## ABOUT THIS TASK
From the blog post about beer below, write out word for word the passage that begins at the words "Tuesday, March 15, 2011" and stops after the words "drives him bonkers.".

## DOCUMENT SECTION
====

Tuesday, March 15, 2011
Ides of March.
I love beer.
I mean, I love beer.
If the concept of beer were of made corporeal and had a green card, I’d have married it by now.
I love beer the way Cookie Monster relishes his namesake, framing all of his perspectives through either the enjoyment of what he loves, or the pursuit of what he adores, or the anguish of finding himself denied access to that which drives him bonkers.
Beer. Monosyllabic obsession that has jet-fueled so many a misadventure.
And yet, as with many a thing I love, when it’s always there, hang around, looking for attention, just a pound note away or cowering in the back of the fridge, I find it’s easy to take for granted.
Add to that the simple fact that like men and CD players, not all beers are created equal once they’re put to the ultimate test of taste. And when I discover myself taking a prize beer made by vow-of-silence Belgian monks for granted like so much hipster Pabst Blue Ribbon tall boy pilsner, something radical must be done.
And as I also recently wondered how I might encourage myself to write more, another thing I’ve been taking for granted, as though those books were just going to write themselves in magical novella land, I arrived full stop with brakes squealing upon the steam swamped landing platform at the proverbial Eureka Station.

====

Point localization data

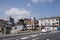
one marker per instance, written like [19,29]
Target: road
[54,35]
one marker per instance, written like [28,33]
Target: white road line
[25,38]
[34,35]
[35,38]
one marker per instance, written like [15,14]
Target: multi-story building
[51,21]
[28,22]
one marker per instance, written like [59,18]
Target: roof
[49,18]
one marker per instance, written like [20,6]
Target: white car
[45,30]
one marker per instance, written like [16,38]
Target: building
[50,21]
[27,22]
[12,21]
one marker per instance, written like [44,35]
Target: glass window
[56,19]
[52,19]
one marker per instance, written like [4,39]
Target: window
[52,19]
[48,19]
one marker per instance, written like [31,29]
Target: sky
[29,8]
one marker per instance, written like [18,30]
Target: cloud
[37,1]
[18,13]
[28,4]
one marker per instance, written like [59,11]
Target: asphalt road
[54,35]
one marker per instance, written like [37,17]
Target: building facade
[51,21]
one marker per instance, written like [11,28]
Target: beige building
[50,21]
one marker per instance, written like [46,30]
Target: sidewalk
[21,33]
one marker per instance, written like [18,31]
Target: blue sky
[29,8]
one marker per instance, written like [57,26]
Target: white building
[51,21]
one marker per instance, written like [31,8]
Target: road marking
[47,39]
[34,35]
[25,38]
[35,39]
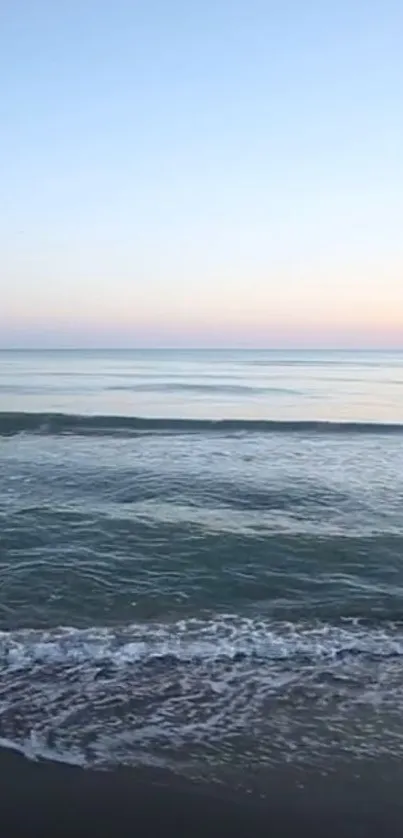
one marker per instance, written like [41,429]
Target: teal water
[201,558]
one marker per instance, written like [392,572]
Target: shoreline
[48,798]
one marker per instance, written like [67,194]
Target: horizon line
[212,348]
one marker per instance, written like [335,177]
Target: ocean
[201,560]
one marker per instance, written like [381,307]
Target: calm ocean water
[201,558]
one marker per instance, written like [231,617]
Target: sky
[201,173]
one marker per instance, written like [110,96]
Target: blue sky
[201,173]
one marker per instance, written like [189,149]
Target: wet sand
[50,799]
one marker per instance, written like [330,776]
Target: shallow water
[216,596]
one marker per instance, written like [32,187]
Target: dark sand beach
[44,798]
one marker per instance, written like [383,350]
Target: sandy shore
[49,799]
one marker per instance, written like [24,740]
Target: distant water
[201,558]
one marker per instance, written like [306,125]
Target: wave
[225,638]
[224,389]
[204,695]
[12,423]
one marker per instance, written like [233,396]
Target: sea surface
[201,559]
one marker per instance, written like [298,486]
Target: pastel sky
[201,172]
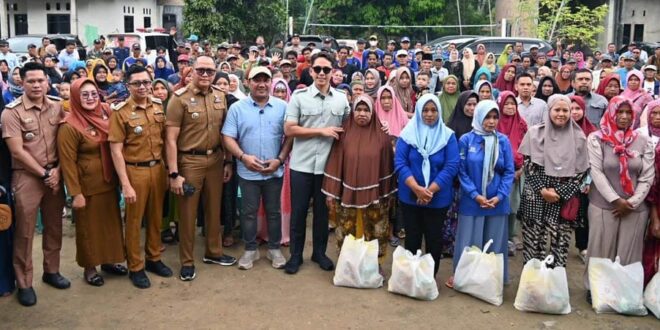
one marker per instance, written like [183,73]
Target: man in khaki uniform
[195,115]
[29,126]
[137,127]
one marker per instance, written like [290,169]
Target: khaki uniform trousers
[149,184]
[206,174]
[31,194]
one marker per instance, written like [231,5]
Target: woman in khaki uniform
[89,177]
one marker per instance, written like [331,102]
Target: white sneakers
[249,257]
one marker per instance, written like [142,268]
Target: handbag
[569,210]
[5,217]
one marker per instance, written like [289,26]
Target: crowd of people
[432,147]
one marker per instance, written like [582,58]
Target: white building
[87,18]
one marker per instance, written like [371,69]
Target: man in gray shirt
[313,118]
[532,109]
[596,104]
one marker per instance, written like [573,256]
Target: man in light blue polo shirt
[253,132]
[313,118]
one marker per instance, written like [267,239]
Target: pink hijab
[396,118]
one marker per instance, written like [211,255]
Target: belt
[200,152]
[150,163]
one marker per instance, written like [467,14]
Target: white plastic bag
[616,288]
[480,274]
[652,295]
[357,266]
[543,289]
[412,275]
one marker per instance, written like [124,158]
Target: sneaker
[223,260]
[278,260]
[247,260]
[187,273]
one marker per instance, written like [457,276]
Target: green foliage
[577,23]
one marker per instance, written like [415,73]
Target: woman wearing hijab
[161,69]
[449,96]
[555,165]
[503,59]
[622,170]
[371,82]
[470,66]
[563,79]
[578,110]
[513,125]
[89,177]
[547,87]
[492,67]
[486,175]
[359,178]
[460,122]
[507,79]
[403,90]
[426,162]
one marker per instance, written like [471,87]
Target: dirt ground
[264,298]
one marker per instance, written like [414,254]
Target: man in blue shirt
[253,132]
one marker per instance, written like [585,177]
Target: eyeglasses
[92,95]
[325,69]
[137,84]
[202,71]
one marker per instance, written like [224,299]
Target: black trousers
[305,186]
[424,223]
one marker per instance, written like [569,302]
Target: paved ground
[222,297]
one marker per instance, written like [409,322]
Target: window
[128,24]
[58,23]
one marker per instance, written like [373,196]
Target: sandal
[95,280]
[115,269]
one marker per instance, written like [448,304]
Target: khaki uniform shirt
[36,125]
[141,130]
[199,115]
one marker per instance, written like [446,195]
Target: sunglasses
[203,71]
[325,69]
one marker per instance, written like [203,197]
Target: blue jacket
[444,167]
[472,158]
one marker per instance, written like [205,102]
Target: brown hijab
[546,145]
[359,171]
[93,124]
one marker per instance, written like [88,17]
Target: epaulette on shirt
[14,103]
[116,107]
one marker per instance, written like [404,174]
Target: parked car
[18,44]
[496,45]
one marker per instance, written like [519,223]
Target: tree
[576,23]
[220,20]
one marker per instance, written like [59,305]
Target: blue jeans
[252,192]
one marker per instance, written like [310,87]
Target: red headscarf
[502,84]
[585,124]
[619,140]
[514,126]
[93,124]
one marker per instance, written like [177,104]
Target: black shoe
[187,273]
[158,268]
[324,262]
[27,297]
[223,260]
[115,269]
[139,279]
[292,266]
[56,280]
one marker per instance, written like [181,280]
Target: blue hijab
[426,139]
[491,142]
[163,73]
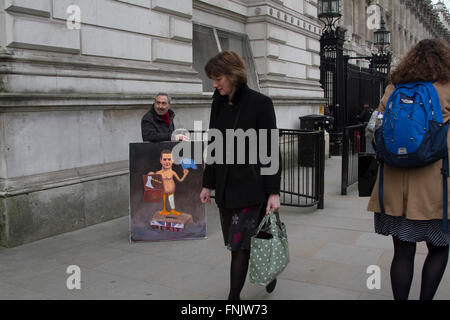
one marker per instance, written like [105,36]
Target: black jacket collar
[237,94]
[157,116]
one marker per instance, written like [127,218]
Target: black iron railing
[353,143]
[303,165]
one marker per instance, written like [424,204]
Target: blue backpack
[413,133]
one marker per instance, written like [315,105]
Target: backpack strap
[445,175]
[435,103]
[380,188]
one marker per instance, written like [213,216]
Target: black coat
[154,128]
[241,185]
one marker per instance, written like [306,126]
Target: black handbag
[367,173]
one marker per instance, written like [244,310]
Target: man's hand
[273,203]
[205,196]
[181,137]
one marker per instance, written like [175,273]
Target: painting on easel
[164,194]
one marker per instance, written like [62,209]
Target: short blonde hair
[227,63]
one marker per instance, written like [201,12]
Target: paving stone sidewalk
[330,250]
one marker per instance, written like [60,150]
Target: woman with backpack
[412,203]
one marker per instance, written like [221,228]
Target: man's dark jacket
[154,128]
[242,185]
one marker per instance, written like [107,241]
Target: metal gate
[303,167]
[362,85]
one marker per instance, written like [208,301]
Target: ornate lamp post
[332,68]
[382,39]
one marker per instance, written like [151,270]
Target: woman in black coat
[242,193]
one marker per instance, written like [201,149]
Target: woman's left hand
[273,203]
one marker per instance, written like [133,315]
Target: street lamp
[382,37]
[332,67]
[330,11]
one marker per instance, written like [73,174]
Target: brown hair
[429,60]
[227,63]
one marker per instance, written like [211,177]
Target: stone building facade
[409,21]
[72,96]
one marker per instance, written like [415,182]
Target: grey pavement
[330,251]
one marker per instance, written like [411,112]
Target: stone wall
[71,100]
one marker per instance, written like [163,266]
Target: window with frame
[208,41]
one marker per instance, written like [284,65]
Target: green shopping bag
[269,256]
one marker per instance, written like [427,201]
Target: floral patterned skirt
[239,225]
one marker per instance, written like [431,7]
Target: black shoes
[271,286]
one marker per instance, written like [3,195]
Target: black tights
[238,272]
[402,269]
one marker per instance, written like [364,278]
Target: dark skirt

====

## COMPLETED TASK
Tuesday, March 15, 2011
Ides of March.
I love beer.
I mean, I love beer.
If the concept of beer were of made corporeal and had a green card, I’d have married it by now.
I love beer the way Cookie Monster relishes his namesake, framing all of his perspectives through either the enjoyment of what he loves, or the pursuit of what he adores, or the anguish of finding himself denied access to that which drives him bonkers.